> **Excerpted passage**
6 June 2018

Peeking into the black box: discovering fungal diversity below ground

In a ground-breaking study, scientists have been able to uncover the diverse world of soil-dwelling ectomycorrhizal fungi across Europe. Discovering the influences of soil, climate, pollution and tree host has revealed some surprising results.

Fungi mushrooming near a leaf

The importance of soil, and the organisms that live within it, has been known for many years.

However, it has been impossible for scientists to disentangle this impenetrable black box due to the below ground growth of these organisms and technical difficulties. 

 

Close up of brown bumpy false truffles covered in soil
Belowground fruitbodies of false truffles (Elaphomyces granulatus) © Caroline Hobart

Now, for the first time, with scientists at Imperial College, we've been able to show the distribution, abundance and tree host preference of a major group of forest soil organisms, the ectomycorrhizal fungi across the whole of Europe.

This research investigates how the diversity and distribution of ectomycorrhizal fungi is influenced by factors including soil factors, climate, air pollution and tree host characteristics (e.g. tree species and nutrient status).

 

Microscope image of mycorrhizas
Ectomycorrhizas (outer-fungus-roots) of a false truffle (Elaphomyces sp.), Laura M. Suz © RBG Kew.

Root fungi

Ectomycorrhizal fungi are a group of organisms that have developed a mutualistic way of life.

> **Problems to work on**
- a) Answer each question from the fungal diversity article, one answer per line, marked (i), (ii) and (iii):
(i) What scientific name is given for the false truffles whose belowground fruitbodies are pictured?
(ii) At which institution were the scientists who worked on the study?
(iii) What way of life have ectomycorrhizal fungi developed?
- b) Reproduce word for word the portion of the fungal diversity article starting at "The importance of" and ending at "whole of Europe.".
- c) Carry on writing the fungal diversity article from the point at which it stops.
The items are not needed here.

> **Data for analysis**
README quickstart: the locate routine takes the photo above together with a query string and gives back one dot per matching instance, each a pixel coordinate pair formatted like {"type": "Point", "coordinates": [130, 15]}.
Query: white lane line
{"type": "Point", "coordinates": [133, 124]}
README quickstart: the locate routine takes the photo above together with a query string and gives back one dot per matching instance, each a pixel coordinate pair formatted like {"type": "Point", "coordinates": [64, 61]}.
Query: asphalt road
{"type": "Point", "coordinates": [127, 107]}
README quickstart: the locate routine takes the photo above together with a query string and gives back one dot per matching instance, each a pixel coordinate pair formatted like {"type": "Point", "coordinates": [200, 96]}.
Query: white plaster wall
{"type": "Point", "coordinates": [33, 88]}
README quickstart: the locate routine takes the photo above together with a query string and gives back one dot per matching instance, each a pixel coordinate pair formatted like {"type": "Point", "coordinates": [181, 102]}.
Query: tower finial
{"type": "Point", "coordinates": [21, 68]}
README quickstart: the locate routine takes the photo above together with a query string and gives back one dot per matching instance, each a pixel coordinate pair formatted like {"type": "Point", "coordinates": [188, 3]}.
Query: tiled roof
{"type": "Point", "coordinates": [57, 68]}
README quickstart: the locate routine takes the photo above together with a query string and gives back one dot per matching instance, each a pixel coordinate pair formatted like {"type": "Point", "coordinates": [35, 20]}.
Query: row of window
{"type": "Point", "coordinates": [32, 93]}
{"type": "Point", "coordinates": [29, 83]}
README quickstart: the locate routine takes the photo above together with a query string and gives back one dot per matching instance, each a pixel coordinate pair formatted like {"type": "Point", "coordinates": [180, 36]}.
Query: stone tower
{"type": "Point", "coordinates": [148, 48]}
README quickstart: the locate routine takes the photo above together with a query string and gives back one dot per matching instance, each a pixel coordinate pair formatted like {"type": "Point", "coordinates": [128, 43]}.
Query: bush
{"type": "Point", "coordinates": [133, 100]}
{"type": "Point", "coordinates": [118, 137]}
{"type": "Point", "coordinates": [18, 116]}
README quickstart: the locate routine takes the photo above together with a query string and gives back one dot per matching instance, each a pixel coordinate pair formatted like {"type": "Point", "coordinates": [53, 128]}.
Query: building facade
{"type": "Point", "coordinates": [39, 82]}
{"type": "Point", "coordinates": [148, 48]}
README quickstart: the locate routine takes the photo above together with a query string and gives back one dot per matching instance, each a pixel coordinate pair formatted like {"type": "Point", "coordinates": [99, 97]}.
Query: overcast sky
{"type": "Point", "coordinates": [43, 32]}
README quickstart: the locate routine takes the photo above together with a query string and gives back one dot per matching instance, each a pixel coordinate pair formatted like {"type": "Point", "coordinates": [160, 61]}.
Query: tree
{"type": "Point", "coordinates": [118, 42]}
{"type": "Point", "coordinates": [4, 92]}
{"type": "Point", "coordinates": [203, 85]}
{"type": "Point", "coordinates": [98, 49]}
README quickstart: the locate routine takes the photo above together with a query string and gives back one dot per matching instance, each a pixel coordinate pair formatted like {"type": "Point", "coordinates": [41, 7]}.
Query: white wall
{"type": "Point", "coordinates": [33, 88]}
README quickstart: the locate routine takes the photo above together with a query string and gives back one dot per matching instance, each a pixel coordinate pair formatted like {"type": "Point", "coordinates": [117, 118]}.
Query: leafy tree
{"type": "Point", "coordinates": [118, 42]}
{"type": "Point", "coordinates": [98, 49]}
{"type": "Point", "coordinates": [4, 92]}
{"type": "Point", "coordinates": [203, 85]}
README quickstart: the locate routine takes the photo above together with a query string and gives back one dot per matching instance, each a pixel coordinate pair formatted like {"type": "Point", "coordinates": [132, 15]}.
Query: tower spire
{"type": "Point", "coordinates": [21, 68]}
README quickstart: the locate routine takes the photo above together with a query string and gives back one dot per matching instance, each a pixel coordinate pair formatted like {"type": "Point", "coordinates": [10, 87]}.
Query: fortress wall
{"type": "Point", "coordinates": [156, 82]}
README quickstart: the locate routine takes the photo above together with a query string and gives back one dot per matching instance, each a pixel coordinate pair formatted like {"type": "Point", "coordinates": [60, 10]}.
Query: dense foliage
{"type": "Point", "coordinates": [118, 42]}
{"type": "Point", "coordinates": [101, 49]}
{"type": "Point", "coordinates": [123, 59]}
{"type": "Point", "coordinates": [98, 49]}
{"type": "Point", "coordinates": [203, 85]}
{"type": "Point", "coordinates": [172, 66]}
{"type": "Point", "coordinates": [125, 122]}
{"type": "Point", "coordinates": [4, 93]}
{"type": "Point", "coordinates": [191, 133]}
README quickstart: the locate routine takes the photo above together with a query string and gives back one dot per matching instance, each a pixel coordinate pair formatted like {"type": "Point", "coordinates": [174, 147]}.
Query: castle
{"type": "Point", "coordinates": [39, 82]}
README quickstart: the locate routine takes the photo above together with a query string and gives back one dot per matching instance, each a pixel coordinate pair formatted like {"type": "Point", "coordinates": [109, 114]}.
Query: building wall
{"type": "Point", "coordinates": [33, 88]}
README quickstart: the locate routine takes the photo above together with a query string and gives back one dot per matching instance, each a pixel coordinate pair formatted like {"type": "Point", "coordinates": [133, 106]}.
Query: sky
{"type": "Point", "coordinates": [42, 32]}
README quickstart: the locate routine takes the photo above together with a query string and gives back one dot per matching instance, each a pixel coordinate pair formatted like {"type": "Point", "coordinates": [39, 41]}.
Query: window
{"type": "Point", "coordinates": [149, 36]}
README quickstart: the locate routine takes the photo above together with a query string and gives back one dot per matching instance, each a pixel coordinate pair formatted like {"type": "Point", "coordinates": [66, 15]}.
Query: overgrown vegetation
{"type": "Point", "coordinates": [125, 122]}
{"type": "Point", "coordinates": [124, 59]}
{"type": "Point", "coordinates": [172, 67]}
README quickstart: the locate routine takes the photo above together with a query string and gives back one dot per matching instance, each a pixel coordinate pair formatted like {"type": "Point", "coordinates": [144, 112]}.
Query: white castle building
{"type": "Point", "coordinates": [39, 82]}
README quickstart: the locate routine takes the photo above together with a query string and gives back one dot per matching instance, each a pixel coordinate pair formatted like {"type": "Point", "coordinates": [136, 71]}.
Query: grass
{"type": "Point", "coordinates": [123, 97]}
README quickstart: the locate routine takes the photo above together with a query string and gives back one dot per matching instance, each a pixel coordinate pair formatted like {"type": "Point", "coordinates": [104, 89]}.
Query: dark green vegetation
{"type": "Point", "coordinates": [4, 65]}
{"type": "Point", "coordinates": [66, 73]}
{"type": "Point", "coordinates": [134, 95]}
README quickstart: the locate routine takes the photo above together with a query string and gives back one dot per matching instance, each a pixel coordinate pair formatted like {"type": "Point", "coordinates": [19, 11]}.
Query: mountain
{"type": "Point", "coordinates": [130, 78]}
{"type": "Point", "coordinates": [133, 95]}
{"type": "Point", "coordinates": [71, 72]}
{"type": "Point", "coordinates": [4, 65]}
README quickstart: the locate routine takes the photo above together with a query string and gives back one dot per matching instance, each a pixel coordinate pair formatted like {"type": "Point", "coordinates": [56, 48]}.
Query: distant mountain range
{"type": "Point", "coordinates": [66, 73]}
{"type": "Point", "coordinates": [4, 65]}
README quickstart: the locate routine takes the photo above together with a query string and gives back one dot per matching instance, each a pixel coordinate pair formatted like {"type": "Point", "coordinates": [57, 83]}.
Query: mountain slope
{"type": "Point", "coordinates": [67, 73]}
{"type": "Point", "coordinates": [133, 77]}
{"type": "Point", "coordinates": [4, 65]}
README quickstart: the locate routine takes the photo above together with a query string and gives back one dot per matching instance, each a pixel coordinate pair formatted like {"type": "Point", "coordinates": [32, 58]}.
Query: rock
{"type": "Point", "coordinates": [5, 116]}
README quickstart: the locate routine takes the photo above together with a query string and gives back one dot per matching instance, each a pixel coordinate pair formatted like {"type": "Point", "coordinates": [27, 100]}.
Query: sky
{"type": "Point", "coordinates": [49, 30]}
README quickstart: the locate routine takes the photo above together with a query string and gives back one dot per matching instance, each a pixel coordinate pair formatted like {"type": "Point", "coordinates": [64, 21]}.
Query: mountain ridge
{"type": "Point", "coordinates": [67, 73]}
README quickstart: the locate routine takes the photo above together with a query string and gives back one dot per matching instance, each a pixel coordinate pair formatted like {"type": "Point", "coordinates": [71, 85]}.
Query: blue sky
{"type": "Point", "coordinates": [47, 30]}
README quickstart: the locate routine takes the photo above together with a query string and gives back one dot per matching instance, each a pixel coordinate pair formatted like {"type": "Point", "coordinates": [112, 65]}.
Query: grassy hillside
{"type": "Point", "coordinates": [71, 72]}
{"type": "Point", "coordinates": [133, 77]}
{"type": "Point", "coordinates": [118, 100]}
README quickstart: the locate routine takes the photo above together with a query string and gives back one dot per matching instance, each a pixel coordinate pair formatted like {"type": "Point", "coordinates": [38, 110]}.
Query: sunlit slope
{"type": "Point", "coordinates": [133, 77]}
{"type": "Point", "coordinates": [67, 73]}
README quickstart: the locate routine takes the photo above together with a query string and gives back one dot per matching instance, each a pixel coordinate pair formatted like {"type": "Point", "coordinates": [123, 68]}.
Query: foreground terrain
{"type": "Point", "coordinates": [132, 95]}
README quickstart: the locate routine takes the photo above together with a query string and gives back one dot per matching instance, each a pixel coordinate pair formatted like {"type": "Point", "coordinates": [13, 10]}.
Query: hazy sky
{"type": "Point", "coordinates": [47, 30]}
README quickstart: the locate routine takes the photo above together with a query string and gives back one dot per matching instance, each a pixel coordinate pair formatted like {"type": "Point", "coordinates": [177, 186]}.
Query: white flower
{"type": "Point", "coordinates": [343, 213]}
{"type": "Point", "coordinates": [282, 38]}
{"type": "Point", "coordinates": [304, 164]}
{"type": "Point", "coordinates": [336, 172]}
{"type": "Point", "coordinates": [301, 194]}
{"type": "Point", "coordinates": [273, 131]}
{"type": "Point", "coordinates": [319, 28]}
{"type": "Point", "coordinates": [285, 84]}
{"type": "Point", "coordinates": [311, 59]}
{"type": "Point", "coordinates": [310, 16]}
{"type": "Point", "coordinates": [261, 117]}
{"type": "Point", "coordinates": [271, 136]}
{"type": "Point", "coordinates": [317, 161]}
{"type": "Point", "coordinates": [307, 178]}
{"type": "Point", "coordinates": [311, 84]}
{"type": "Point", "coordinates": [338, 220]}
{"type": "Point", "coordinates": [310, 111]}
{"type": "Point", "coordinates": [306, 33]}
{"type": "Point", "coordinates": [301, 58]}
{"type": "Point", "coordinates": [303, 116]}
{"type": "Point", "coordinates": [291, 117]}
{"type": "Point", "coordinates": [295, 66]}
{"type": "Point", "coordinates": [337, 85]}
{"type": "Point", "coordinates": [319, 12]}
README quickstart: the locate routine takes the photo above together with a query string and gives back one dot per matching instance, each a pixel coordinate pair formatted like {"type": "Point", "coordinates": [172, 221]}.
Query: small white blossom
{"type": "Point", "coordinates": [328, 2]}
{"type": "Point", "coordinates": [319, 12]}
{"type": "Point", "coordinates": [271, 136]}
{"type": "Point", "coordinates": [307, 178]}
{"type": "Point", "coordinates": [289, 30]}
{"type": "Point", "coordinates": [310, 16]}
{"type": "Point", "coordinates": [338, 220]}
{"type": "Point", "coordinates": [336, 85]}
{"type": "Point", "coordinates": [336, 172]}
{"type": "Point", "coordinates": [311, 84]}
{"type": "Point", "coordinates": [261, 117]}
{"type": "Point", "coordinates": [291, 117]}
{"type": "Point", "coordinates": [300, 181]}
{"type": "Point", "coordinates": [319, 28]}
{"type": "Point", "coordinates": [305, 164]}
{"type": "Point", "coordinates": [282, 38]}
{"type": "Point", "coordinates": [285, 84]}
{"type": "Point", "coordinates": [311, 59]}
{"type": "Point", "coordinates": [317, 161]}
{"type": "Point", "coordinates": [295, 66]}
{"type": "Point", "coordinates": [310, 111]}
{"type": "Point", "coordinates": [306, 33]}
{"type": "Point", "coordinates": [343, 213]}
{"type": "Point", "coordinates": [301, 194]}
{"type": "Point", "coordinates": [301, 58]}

> **Task responses**
- a)
(i) Elaphomyces granulatus
(ii) Imperial College
(iii) A mutualistic way of life

- b)
The importance of soil, and the organisms that live within it, has been known for many years.

However, it has been impossible for scientists to disentangle this impenetrable black box due to the below ground growth of these organisms and technical difficulties. 

 

Close up of brown bumpy false truffles covered in soil
Belowground fruitbodies of false truffles (Elaphomyces granulatus) © Caroline Hobart

Now, for the first time, with scientists at Imperial College, we've been able to show the distribution, abundance and tree host preference of a major group of forest soil organisms, the ectomycorrhizal fungi across the whole of Europe.

- c)
Growing in between root cells and out of roots, they have been shown to both provide soil nutrients to trees as well as protect them from water shortages and disease, in exchange for carbohydrates from the trees.

But understanding how the fungi themselves manage to survive, how many different species there are, and where they grow, has proved elusive.

Previously, mushrooms appearing on the soil surface in autumn were the only way for mycologists to understand diversity and distribution, but we know that not all fungi reproduce above ground (e.g. truffles).

Root analysis

Now, in collaboration with one of the largest environmental monitoring networks, ICP Forests, and with support from the UK Natural Environment Research Council, we have analysed 40,000 roots from 13,000 individual soil samples across European forests.

Through the use of DNA technologies, we worked to identify the fungi that were symbiotically associated with beech, spruce, pine and oak in 137 sites.

Estimating fungal diversity across different tree species, and across different geographic zones across Europe, from southern Italy to northern Finland, and from Spain to Romania, we now have a better understanding of which mycorrhizal fungi grow where, and why.

Our research has found that environment and tree characteristics can explain mycorrhizal diversity, that the pollution thresholds used as major ecosystem assessment tools need strong downward adjustment, and that mycorrhizal specificity and plasticity have been underestimated.

Understanding distributions of these plant‐symbiotic fungi is crucial for predicting soil and forest responses to environmental change. This type of information will help us, not only to protect this important group of fungi, but also the trees that depend on them to survive.

A forest
The oak forest site sampled for the mycorrhizal survey in this study. They belong to ICP Forests, a European network of monitored sites. © Laura Martinez-Suz / RBG Kew.

References

van der Linde, S. et al (including Suz, L.M & Bidartondo, M.I.) (2018). Environment and host as large-scale controls of ectomycorrhizal fungi. Nature 558: 243–248.